**TASK STATEMENT:** Print out every record exactly as it appears.
· · ·
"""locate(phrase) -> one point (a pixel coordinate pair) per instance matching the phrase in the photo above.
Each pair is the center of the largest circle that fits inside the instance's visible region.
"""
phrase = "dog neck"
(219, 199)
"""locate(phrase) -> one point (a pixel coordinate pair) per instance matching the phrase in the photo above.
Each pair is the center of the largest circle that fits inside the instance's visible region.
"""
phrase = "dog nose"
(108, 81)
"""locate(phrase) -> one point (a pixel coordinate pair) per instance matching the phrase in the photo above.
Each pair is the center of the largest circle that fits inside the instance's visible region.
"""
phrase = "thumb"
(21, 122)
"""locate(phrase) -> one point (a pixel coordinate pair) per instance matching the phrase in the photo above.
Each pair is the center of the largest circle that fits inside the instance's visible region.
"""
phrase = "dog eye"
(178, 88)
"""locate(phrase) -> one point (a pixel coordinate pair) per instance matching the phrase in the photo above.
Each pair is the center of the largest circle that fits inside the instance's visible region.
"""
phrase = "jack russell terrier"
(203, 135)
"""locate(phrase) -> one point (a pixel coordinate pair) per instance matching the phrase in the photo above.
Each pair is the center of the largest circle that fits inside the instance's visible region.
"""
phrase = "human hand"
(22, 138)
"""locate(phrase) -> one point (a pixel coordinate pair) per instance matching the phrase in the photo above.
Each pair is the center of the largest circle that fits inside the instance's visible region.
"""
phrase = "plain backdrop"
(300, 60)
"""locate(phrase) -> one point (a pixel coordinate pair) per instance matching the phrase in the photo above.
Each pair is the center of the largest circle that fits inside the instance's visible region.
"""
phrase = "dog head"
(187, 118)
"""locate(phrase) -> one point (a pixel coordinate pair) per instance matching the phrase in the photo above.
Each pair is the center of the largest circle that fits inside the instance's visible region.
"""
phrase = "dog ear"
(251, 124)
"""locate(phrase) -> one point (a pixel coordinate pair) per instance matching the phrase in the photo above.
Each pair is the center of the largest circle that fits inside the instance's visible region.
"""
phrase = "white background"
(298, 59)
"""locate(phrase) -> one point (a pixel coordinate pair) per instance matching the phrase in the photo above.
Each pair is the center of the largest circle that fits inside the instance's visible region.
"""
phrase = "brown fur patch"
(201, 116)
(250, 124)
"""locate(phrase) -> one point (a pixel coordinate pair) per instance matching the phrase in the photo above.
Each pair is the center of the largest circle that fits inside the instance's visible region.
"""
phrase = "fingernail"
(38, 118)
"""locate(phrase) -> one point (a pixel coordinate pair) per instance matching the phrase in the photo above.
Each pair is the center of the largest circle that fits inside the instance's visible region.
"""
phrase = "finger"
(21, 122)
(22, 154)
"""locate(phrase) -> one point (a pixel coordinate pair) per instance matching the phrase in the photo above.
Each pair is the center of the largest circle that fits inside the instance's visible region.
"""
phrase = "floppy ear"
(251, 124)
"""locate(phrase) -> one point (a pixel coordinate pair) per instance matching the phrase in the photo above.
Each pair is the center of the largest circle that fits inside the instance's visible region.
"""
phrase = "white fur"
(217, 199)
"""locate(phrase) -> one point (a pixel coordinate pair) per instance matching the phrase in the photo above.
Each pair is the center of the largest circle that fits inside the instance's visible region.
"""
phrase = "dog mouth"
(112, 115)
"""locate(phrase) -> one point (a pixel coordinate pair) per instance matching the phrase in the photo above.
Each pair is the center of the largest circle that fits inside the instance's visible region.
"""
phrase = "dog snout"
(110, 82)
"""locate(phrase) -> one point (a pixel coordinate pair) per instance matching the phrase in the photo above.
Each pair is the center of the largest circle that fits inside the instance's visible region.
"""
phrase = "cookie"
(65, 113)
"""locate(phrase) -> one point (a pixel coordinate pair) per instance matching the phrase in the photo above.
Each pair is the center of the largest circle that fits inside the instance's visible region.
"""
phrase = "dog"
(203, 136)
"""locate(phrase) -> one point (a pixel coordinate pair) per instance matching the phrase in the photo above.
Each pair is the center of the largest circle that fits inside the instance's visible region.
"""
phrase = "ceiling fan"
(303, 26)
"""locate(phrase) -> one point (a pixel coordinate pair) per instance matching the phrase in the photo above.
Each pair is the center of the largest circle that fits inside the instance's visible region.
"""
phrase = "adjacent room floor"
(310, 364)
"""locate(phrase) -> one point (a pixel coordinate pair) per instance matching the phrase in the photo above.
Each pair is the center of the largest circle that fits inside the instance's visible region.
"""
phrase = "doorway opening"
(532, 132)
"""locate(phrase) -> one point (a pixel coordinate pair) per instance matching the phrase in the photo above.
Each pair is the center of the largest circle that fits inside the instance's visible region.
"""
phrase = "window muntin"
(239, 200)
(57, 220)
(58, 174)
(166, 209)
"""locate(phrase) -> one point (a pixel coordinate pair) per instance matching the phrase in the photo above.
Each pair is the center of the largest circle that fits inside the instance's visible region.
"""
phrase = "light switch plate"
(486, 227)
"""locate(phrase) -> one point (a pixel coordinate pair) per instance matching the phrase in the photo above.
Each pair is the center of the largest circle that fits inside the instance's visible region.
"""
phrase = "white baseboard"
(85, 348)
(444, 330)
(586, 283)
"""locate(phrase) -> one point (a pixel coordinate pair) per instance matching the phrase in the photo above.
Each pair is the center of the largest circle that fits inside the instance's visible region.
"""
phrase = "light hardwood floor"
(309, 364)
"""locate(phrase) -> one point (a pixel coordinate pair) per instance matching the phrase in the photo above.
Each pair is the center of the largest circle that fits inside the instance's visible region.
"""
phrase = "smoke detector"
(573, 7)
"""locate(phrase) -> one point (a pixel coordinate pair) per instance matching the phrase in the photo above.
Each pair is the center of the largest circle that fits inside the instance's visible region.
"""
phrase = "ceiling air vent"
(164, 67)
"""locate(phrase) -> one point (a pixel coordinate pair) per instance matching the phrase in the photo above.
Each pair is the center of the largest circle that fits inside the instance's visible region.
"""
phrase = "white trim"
· · ·
**ANSWER TO THE PROBLEM:**
"""locate(phrase) -> one point (a pixel coordinate pair) per instance matching the phrase in the photo above.
Each pair is the center of the largest circle that fits inside the instance's visible region.
"""
phrase = "dog neck"
(219, 199)
"""locate(phrase) -> one point (a pixel coordinate pair) per instance matching the phrase in the photo above.
Each pair is the center of the largest circle that fits inside the instance's visible region.
"""
phrase = "dog nose"
(108, 81)
"""locate(phrase) -> one point (a pixel coordinate pair) per instance matching the phrase in the photo above.
Each pair is the center of the largest circle that fits inside the instance's visible region.
"""
phrase = "thumb"
(21, 122)
"""locate(phrase) -> one point (a pixel coordinate pair) per instance matching the phrase in the photo above.
Each pair is the center of the largest circle that fits inside the instance's visible region.
"""
phrase = "dog eye"
(178, 88)
"""locate(phrase) -> one point (a pixel coordinate pair) per instance matching the phrase in the photo above.
Each pair is the center of the largest circle that fits inside the instance's visible region.
"""
phrase = "jack russell terrier"
(203, 135)
"""locate(phrase) -> one point (a pixel coordinate pair) per instance matching the phrase in the photo above.
Each pair is the center of the largest circle that fits inside the instance's visible region.
"""
phrase = "human hand"
(22, 138)
"""locate(phrase) -> one point (a pixel coordinate pair) per instance matching the phrase in the photo above.
Each pair is the center of the largest circle that fits inside the instance's visible region.
"""
phrase = "plain backdrop"
(300, 60)
"""locate(phrase) -> one point (a pixel coordinate pair) per instance matching the phrase in the photo above.
Each pair is the center of the largest circle that fits inside the instance's visible region.
"""
phrase = "dog head"
(187, 118)
"""locate(phrase) -> one point (a pixel coordinate pair) per instance matching the phrase in the photo above.
Each pair is the center of the largest circle that fits inside the instance's visible region.
"""
phrase = "dog ear"
(251, 124)
"""locate(phrase) -> one point (a pixel coordinate pair) per instance matching the phrase in the photo above.
Each pair is the center of the largest circle that fits inside the instance's visible region.
"""
phrase = "white background"
(298, 59)
"""locate(phrase) -> one point (a pixel coordinate pair) per instance matching the phrase in the photo above.
Each pair is the center of the largest circle that fits inside the instance's visible region.
"""
phrase = "brown fur patch"
(201, 116)
(250, 124)
"""locate(phrase) -> one point (a pixel coordinate pair) per instance matching the phrase in the photo above.
Each pair is the center of the largest circle that fits inside the instance's visible region.
"""
phrase = "fingernail"
(38, 118)
"""locate(phrase) -> one point (a pixel coordinate pair) per instance matching the phrase in the photo above.
Each pair is the center of the largest circle that fits inside the instance's visible region.
"""
phrase = "finger"
(21, 122)
(22, 154)
"""locate(phrase) -> one point (a pixel coordinate pair) per instance matching the phrase in the photo above.
Each pair is the center of the largest circle that fits inside the instance's visible region.
"""
phrase = "floppy ear"
(251, 124)
"""locate(phrase) -> one point (a pixel coordinate pair) per instance matching the phrase in the photo above.
Each pair is the center of the largest circle that fits inside the instance's visible region.
"""
phrase = "white fur"
(217, 199)
"""locate(phrase) -> one point (a pixel coordinate pair) per instance matching the phrase in the photo above.
Each pair is the center of the largest circle that fits inside the instance's visible region.
"""
phrase = "dog mouth"
(112, 115)
"""locate(phrase) -> one point (a pixel coordinate pair) per instance matching the phrase in the photo above.
Each pair is the center of the largest circle that fits inside the instance's visible region.
"""
phrase = "dog snout"
(110, 82)
"""locate(phrase) -> one point (a pixel coordinate pair) per instance matching the phrase in the photo above.
Each pair is the center of the largest circle that fits inside the instance's visible region.
"""
phrase = "cookie"
(65, 113)
"""locate(phrase) -> one point (a pixel coordinate pair) per instance matching the phrase in the photo above.
Each pair is the center of the largest circle that fits inside the instance's visible region.
"""
phrase = "dog"
(203, 136)
"""locate(phrase) -> one point (a pixel coordinate pair) per instance matching the phrase in the photo above.
Each pair is the center of the largest circle that fits inside the instance's visible region.
"""
phrase = "ceiling fan"
(303, 26)
"""locate(phrase) -> one point (a pixel coordinate pair) per instance matching the phrase in the photo above.
Each pair is the center of the largest circle that fits inside the instance's visible region.
"""
phrase = "adjacent room floor"
(310, 364)
"""locate(phrase) -> one point (a pixel coordinate pair) per instance matching the phrase in the photo above.
Each pair is the center of the largest circle that fits inside the instance's visible region.
"""
phrase = "doorway opening"
(532, 132)
"""locate(phrase) -> one point (a pixel coordinate pair) per instance matching the phrase in the photo above.
Each pair is the center of the largest circle that fits inside the instance's visible region.
"""
phrase = "window muntin"
(239, 200)
(57, 220)
(58, 174)
(166, 209)
"""locate(phrase) -> one point (a pixel coordinate pair) per instance matching the phrase in the photo above.
Each pair is the center of the largest circle that fits inside the instance's visible region.
"""
phrase = "light switch plate"
(486, 227)
"""locate(phrase) -> one point (a pixel coordinate pair) per instance matching the phrase in the photo above.
Each pair is the center of the largest circle that fits inside the instance's visible region.
"""
phrase = "white baseboard"
(85, 348)
(444, 330)
(586, 283)
"""locate(phrase) -> one point (a pixel coordinate pair) per instance matching the phrase in the photo above.
Each pair is the center of the largest circle that fits inside the instance's visible region.
"""
phrase = "light hardwood floor"
(309, 364)
"""locate(phrase) -> one point (a pixel coordinate pair) per instance matching the phrase in the photo above.
Each pair is the center of the largest circle that fits inside the instance's visible region.
"""
phrase = "smoke detector"
(573, 7)
"""locate(phrase) -> one point (a pixel coordinate pair) per instance matching the phrase in the photo above.
Each pair is the center of the largest circle that fits inside the instance's visible region.
"""
phrase = "ceiling air vent"
(164, 67)
"""locate(phrase) -> one point (a pixel coordinate pair) per instance matching the phrase in the photo above.
Each pair is the center of the largest circle that fits inside the instance's visible region.
"""
phrase = "white trim"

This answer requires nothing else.